### [Passage provided]
SRHR in Humanitariansettings
What does sexual and reproductive health mean in a crisis?
Amid the terrifying devastation experienced during a humanitarian crisis, essential sexual and reproductive health (SRH) services save lives, prevent further suffering and maintain human dignity.
SRH in crisis means access to safe delivery and newborn care, access to safe abortion, and access to contraceptives to prevent unintended pregnancies which could further endanger the lives of women and girls. It also includes other key elements like protection from sexual and gender-based violence and care for survivors, prevention and treatment of HIV and other sexually transmitted infections, the provision of menstrual health products, and comprehensive sexuality education for young people.
Ensuring SRHR for all in crisis situations also means protection of people with diverse sexual orientation and gender identity, of those living with a disability and those from an oppressed minority group.

### [Data excerpts]
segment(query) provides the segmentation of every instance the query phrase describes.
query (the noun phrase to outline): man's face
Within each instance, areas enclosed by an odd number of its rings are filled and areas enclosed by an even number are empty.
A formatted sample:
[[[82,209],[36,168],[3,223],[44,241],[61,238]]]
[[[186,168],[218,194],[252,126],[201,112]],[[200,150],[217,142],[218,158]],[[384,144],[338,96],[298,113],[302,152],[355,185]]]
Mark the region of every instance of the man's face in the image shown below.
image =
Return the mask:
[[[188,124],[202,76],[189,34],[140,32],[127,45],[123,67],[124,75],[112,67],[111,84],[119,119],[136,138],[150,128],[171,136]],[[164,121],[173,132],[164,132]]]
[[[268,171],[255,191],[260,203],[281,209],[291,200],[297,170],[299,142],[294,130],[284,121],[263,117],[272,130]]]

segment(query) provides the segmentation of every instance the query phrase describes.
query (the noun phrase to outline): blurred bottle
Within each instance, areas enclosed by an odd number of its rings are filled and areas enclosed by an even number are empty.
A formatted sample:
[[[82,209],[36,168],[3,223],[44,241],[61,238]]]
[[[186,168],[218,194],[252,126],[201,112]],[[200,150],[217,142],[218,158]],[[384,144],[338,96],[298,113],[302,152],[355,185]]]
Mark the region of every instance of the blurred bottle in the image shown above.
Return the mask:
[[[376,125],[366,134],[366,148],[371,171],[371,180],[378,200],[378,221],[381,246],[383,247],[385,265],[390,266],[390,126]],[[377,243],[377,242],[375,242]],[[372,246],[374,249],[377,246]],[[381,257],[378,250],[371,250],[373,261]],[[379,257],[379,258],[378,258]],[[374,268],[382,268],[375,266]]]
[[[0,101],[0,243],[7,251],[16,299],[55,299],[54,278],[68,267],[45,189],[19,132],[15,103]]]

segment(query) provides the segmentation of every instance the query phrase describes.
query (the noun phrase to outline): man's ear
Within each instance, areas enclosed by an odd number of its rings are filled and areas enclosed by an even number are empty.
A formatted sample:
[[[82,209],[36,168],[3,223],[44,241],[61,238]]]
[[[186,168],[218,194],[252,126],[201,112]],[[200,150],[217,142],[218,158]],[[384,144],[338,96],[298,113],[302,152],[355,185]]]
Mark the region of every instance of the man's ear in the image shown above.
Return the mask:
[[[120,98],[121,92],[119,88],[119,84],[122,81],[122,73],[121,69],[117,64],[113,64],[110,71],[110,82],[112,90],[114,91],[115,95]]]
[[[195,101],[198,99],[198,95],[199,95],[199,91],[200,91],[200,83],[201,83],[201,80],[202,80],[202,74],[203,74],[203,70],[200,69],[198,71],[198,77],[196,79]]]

### [Work to complete]
a – From the passage on sexual and reproductive health in crises, reproduce word for word the stretch from "Amid the terrifying" through "oppressed minority group.".
b – Render this sentence from the passage on sexual and reproductive health in crises into Spanish: "Amid the terrifying devastation experienced during a humanitarian crisis, essential sexual and reproductive health (SRH) services save lives, prevent further suffering and maintain human dignity."

### [Task responses]
a –
Amid the terrifying devastation experienced during a humanitarian crisis, essential sexual and reproductive health (SRH) services save lives, prevent further suffering and maintain human dignity.
SRH in crisis means access to safe delivery and newborn care, access to safe abortion, and access to contraceptives to prevent unintended pregnancies which could further endanger the lives of women and girls. It also includes other key elements like protection from sexual and gender-based violence and care for survivors, prevention and treatment of HIV and other sexually transmitted infections, the provision of menstrual health products, and comprehensive sexuality education for young people.
Ensuring SRHR for all in crisis situations also means protection of people with diverse sexual orientation and gender identity, of those living with a disability and those from an oppressed minority group.

b – En medio de la aterradora devastación que se vive durante una crisis humanitaria, los servicios esenciales de salud sexual y reproductiva (SSR) salvan vidas, previenen un mayor sufrimiento y preservan la dignidad humana.